* [What is required]: Render every line of the material below as a Markdown table with the columns "Row" and "Line", numbering the rows and omitting blank lines.
----- Exercise data -----
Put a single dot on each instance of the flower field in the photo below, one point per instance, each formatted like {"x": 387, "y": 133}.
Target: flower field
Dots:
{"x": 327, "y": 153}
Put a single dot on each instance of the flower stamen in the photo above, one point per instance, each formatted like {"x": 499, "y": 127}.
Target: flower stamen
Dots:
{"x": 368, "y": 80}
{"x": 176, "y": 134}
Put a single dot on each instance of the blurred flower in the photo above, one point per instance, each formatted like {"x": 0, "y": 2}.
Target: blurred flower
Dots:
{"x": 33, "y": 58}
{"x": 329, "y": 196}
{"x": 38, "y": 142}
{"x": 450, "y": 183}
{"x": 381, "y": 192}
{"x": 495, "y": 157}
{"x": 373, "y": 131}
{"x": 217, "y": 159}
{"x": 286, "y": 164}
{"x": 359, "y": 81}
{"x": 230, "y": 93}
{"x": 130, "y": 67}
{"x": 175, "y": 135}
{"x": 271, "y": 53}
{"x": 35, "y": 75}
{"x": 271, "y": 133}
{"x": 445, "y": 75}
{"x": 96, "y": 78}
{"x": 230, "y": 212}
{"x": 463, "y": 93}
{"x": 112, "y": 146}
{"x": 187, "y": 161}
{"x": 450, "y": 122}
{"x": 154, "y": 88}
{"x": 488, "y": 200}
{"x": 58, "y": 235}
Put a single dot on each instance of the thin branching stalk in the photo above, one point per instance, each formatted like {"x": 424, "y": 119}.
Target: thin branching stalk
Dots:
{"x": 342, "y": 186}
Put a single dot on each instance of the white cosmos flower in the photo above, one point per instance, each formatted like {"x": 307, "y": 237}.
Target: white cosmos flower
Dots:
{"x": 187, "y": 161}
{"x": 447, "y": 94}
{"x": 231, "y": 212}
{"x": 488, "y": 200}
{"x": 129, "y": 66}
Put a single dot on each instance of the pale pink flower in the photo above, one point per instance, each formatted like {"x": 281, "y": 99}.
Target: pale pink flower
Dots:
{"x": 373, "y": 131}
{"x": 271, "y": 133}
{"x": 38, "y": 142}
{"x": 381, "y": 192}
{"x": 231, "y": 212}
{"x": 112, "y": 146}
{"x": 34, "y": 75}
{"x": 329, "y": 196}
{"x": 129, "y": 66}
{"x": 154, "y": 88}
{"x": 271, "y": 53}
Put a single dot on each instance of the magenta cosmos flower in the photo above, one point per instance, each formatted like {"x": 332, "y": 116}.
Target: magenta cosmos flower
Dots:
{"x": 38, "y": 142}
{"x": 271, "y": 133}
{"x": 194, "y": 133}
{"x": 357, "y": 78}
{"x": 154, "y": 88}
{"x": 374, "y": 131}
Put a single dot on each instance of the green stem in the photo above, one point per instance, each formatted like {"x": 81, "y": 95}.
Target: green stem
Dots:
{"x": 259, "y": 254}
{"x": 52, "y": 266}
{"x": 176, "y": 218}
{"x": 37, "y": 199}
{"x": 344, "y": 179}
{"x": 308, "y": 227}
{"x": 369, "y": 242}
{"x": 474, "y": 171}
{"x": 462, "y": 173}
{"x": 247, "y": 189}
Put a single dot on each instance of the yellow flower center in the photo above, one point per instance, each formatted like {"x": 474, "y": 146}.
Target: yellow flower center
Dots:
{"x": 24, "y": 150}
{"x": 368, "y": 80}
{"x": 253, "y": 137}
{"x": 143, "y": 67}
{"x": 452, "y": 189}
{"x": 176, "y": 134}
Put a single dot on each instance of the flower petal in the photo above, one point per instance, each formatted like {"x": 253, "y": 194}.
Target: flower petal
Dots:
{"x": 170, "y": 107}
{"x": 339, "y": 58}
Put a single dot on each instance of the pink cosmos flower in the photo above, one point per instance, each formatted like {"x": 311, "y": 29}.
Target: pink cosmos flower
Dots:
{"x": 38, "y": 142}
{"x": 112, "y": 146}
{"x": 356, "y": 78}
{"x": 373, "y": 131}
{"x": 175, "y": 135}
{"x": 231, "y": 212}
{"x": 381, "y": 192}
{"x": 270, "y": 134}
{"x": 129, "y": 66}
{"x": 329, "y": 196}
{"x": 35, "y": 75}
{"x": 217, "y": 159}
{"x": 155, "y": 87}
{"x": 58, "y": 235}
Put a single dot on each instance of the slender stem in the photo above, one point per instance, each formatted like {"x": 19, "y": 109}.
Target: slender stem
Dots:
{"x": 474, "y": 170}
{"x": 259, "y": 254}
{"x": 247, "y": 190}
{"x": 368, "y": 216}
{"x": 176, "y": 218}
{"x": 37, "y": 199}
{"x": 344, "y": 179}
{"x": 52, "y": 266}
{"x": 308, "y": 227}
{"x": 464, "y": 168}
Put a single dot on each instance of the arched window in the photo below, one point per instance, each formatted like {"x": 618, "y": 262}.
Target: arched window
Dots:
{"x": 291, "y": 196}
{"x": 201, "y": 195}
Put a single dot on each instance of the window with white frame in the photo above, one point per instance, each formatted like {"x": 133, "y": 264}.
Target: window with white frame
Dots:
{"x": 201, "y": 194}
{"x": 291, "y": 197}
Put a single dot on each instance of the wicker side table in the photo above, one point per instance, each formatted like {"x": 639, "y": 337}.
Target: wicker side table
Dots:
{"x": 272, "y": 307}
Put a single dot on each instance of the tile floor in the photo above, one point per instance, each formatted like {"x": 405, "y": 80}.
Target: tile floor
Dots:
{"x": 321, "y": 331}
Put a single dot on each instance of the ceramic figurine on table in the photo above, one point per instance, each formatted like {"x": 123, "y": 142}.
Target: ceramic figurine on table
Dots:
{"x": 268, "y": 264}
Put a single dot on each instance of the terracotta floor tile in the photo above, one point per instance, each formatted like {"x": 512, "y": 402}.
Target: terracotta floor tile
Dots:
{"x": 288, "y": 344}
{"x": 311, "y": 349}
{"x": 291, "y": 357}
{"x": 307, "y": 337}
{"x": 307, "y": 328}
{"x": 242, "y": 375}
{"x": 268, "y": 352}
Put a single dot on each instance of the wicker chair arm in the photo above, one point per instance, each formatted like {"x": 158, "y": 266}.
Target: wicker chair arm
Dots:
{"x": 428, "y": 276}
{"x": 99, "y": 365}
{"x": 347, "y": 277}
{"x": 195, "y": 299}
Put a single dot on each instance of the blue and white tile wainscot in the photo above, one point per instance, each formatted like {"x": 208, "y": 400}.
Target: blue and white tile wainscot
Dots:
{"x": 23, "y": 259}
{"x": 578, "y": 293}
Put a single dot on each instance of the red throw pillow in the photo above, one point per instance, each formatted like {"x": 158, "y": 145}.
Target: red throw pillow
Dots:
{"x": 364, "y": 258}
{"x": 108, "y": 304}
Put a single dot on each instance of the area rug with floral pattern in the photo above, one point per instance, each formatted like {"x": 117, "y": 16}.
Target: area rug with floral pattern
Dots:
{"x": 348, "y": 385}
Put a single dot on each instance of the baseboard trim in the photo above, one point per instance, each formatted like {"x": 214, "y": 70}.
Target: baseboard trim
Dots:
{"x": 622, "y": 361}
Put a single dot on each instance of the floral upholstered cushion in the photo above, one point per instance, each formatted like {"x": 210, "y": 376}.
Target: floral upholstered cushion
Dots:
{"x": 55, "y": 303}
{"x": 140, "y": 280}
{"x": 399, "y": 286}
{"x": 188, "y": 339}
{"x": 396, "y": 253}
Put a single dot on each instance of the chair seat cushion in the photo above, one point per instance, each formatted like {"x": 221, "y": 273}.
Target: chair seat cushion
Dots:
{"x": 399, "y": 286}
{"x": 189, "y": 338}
-----
* [Expected answer]:
| Row | Line |
|---|---|
| 1 | Put a single dot on each instance of the flower field in the photo below, one point per instance, each formatted like {"x": 387, "y": 133}. |
| 2 | Target: flower field |
| 3 | Dots: |
| 4 | {"x": 327, "y": 153} |
| 5 | Put a single dot on each instance of the flower stamen in the photo above, one point per instance, each formatted like {"x": 499, "y": 127}. |
| 6 | Target: flower stamen |
| 7 | Dots: |
| 8 | {"x": 368, "y": 80} |
| 9 | {"x": 176, "y": 134} |
| 10 | Put a single dot on each instance of the blurred flower in the photo above, one point per instance, each formatted like {"x": 0, "y": 2}. |
| 11 | Target: blurred flower |
| 12 | Dots: |
| 13 | {"x": 33, "y": 58} |
| 14 | {"x": 329, "y": 196} |
| 15 | {"x": 38, "y": 142} |
| 16 | {"x": 450, "y": 183} |
| 17 | {"x": 381, "y": 192} |
| 18 | {"x": 495, "y": 157} |
| 19 | {"x": 373, "y": 131} |
| 20 | {"x": 217, "y": 159} |
| 21 | {"x": 286, "y": 164} |
| 22 | {"x": 359, "y": 81} |
| 23 | {"x": 230, "y": 93} |
| 24 | {"x": 130, "y": 67} |
| 25 | {"x": 175, "y": 135} |
| 26 | {"x": 271, "y": 53} |
| 27 | {"x": 35, "y": 75} |
| 28 | {"x": 271, "y": 133} |
| 29 | {"x": 445, "y": 75} |
| 30 | {"x": 96, "y": 78} |
| 31 | {"x": 230, "y": 212} |
| 32 | {"x": 463, "y": 93} |
| 33 | {"x": 112, "y": 146} |
| 34 | {"x": 187, "y": 161} |
| 35 | {"x": 450, "y": 122} |
| 36 | {"x": 154, "y": 88} |
| 37 | {"x": 488, "y": 200} |
| 38 | {"x": 58, "y": 235} |
| 39 | Put a single dot on each instance of the thin branching stalk in the photo above, one point per instance, each formatted like {"x": 424, "y": 119}. |
| 40 | Target: thin branching stalk |
| 41 | Dots: |
| 42 | {"x": 342, "y": 186} |
| 43 | Put a single dot on each instance of the white cosmos flower in the photo above, one point per instance, each formatted like {"x": 307, "y": 237}. |
| 44 | Target: white cosmos flower |
| 45 | Dots: |
| 46 | {"x": 187, "y": 161} |
| 47 | {"x": 447, "y": 94} |
| 48 | {"x": 231, "y": 212} |
| 49 | {"x": 488, "y": 200} |
| 50 | {"x": 129, "y": 66} |
| 51 | Put a single dot on each instance of the pale pink flower in the photo above, one point per instance, each formatted like {"x": 281, "y": 99}. |
| 52 | Target: pale pink flower |
| 53 | Dots: |
| 54 | {"x": 373, "y": 131} |
| 55 | {"x": 271, "y": 133} |
| 56 | {"x": 38, "y": 142} |
| 57 | {"x": 381, "y": 192} |
| 58 | {"x": 231, "y": 212} |
| 59 | {"x": 112, "y": 146} |
| 60 | {"x": 34, "y": 75} |
| 61 | {"x": 329, "y": 196} |
| 62 | {"x": 129, "y": 66} |
| 63 | {"x": 154, "y": 88} |
| 64 | {"x": 271, "y": 53} |
| 65 | Put a single dot on each instance of the magenta cosmos flower in the photo above, one point per instance, each formatted like {"x": 332, "y": 116}. |
| 66 | Target: magenta cosmos flower |
| 67 | Dots: |
| 68 | {"x": 38, "y": 142} |
| 69 | {"x": 271, "y": 133} |
| 70 | {"x": 194, "y": 133} |
| 71 | {"x": 357, "y": 78} |
| 72 | {"x": 154, "y": 88} |
| 73 | {"x": 374, "y": 131} |
| 74 | Put a single dot on each instance of the green stem in the photo above, one point per instance, each formatted like {"x": 81, "y": 95}. |
| 75 | Target: green stem |
| 76 | Dots: |
| 77 | {"x": 259, "y": 254} |
| 78 | {"x": 52, "y": 266} |
| 79 | {"x": 176, "y": 218} |
| 80 | {"x": 37, "y": 199} |
| 81 | {"x": 344, "y": 179} |
| 82 | {"x": 308, "y": 227} |
| 83 | {"x": 369, "y": 242} |
| 84 | {"x": 474, "y": 171} |
| 85 | {"x": 462, "y": 173} |
| 86 | {"x": 247, "y": 189} |
| 87 | Put a single dot on each instance of the yellow flower center in the photo above, one point per instance, each formatted like {"x": 474, "y": 146}. |
| 88 | Target: yellow flower center |
| 89 | Dots: |
| 90 | {"x": 24, "y": 150} |
| 91 | {"x": 368, "y": 80} |
| 92 | {"x": 253, "y": 137} |
| 93 | {"x": 143, "y": 67} |
| 94 | {"x": 452, "y": 189} |
| 95 | {"x": 176, "y": 134} |
| 96 | Put a single dot on each instance of the flower petal in the photo above, one point per instance, each formatted like {"x": 253, "y": 194}. |
| 97 | Target: flower petal |
| 98 | Dots: |
| 99 | {"x": 170, "y": 107} |
| 100 | {"x": 339, "y": 58} |
| 101 | Put a single dot on each instance of the pink cosmos flower in the photo above, one point per instance, each formatted like {"x": 311, "y": 29}. |
| 102 | Target: pink cosmos flower |
| 103 | Dots: |
| 104 | {"x": 38, "y": 142} |
| 105 | {"x": 112, "y": 146} |
| 106 | {"x": 356, "y": 78} |
| 107 | {"x": 373, "y": 131} |
| 108 | {"x": 175, "y": 135} |
| 109 | {"x": 231, "y": 212} |
| 110 | {"x": 381, "y": 192} |
| 111 | {"x": 270, "y": 134} |
| 112 | {"x": 129, "y": 66} |
| 113 | {"x": 329, "y": 196} |
| 114 | {"x": 35, "y": 75} |
| 115 | {"x": 217, "y": 159} |
| 116 | {"x": 155, "y": 87} |
| 117 | {"x": 58, "y": 235} |
| 118 | Put a single dot on each instance of the slender stem in the photo above, one point per instance, each formatted like {"x": 19, "y": 109}. |
| 119 | Target: slender stem |
| 120 | Dots: |
| 121 | {"x": 474, "y": 170} |
| 122 | {"x": 259, "y": 254} |
| 123 | {"x": 247, "y": 190} |
| 124 | {"x": 368, "y": 216} |
| 125 | {"x": 176, "y": 218} |
| 126 | {"x": 37, "y": 199} |
| 127 | {"x": 344, "y": 179} |
| 128 | {"x": 52, "y": 266} |
| 129 | {"x": 308, "y": 227} |
| 130 | {"x": 464, "y": 168} |
| 131 | Put a single dot on each instance of the arched window in the photo below, one point per instance, each formatted like {"x": 618, "y": 262}. |
| 132 | Target: arched window |
| 133 | Dots: |
| 134 | {"x": 291, "y": 196} |
| 135 | {"x": 201, "y": 195} |
| 136 | Put a single dot on each instance of the window with white frame in the photo above, one point per instance, each formatted like {"x": 133, "y": 264}. |
| 137 | Target: window with white frame |
| 138 | Dots: |
| 139 | {"x": 201, "y": 194} |
| 140 | {"x": 291, "y": 197} |
| 141 | Put a single dot on each instance of the wicker side table in the photo above, one point per instance, each formatted like {"x": 639, "y": 337}. |
| 142 | Target: wicker side table |
| 143 | Dots: |
| 144 | {"x": 272, "y": 307} |
| 145 | Put a single dot on each instance of the tile floor in the photo above, one point per instance, each formatted like {"x": 405, "y": 80}. |
| 146 | Target: tile floor |
| 147 | Dots: |
| 148 | {"x": 321, "y": 331} |
| 149 | Put a single dot on each instance of the ceramic figurine on table in the photo above, one point per instance, each formatted like {"x": 123, "y": 142}. |
| 150 | Target: ceramic figurine on table |
| 151 | Dots: |
| 152 | {"x": 268, "y": 264} |
| 153 | Put a single dot on each instance of the terracotta floor tile in the photo above, one point per instance, each formatted like {"x": 512, "y": 402}. |
| 154 | Target: terracotta floor tile |
| 155 | Dots: |
| 156 | {"x": 288, "y": 344} |
| 157 | {"x": 311, "y": 349} |
| 158 | {"x": 291, "y": 357} |
| 159 | {"x": 307, "y": 337} |
| 160 | {"x": 307, "y": 328} |
| 161 | {"x": 242, "y": 375} |
| 162 | {"x": 268, "y": 352} |
| 163 | Put a single dot on each instance of the wicker chair arm in the photo above, one point per instance, each formatted like {"x": 158, "y": 266}. |
| 164 | Target: wicker chair arm |
| 165 | Dots: |
| 166 | {"x": 428, "y": 276} |
| 167 | {"x": 99, "y": 365} |
| 168 | {"x": 347, "y": 277} |
| 169 | {"x": 195, "y": 299} |
| 170 | Put a single dot on each instance of the blue and white tile wainscot in the photo above, one point per instance, each formatted like {"x": 208, "y": 400}. |
| 171 | Target: blue and white tile wainscot |
| 172 | Dots: |
| 173 | {"x": 23, "y": 259} |
| 174 | {"x": 578, "y": 293} |
| 175 | Put a single dot on each instance of the red throw pillow in the photo above, one point per instance, each formatted like {"x": 158, "y": 145}. |
| 176 | Target: red throw pillow |
| 177 | Dots: |
| 178 | {"x": 364, "y": 258} |
| 179 | {"x": 108, "y": 304} |
| 180 | Put a single dot on each instance of the area rug with floral pattern in the photo above, one point per instance, each formatted like {"x": 117, "y": 16}. |
| 181 | Target: area rug with floral pattern |
| 182 | Dots: |
| 183 | {"x": 348, "y": 385} |
| 184 | Put a single dot on each instance of the baseboard trim in the photo above, one point per instance, each formatted like {"x": 214, "y": 70}. |
| 185 | Target: baseboard trim |
| 186 | Dots: |
| 187 | {"x": 622, "y": 361} |
| 188 | Put a single dot on each instance of the floral upholstered cushion in the photo above, one point per instance, each formatted like {"x": 210, "y": 376}. |
| 189 | Target: floral upholstered cushion |
| 190 | Dots: |
| 191 | {"x": 55, "y": 303} |
| 192 | {"x": 140, "y": 280} |
| 193 | {"x": 399, "y": 286} |
| 194 | {"x": 188, "y": 339} |
| 195 | {"x": 396, "y": 253} |
| 196 | Put a single dot on each instance of the chair seat cushion in the photo above, one point per instance, each formatted like {"x": 221, "y": 273}. |
| 197 | Target: chair seat cushion |
| 198 | Dots: |
| 199 | {"x": 399, "y": 286} |
| 200 | {"x": 189, "y": 338} |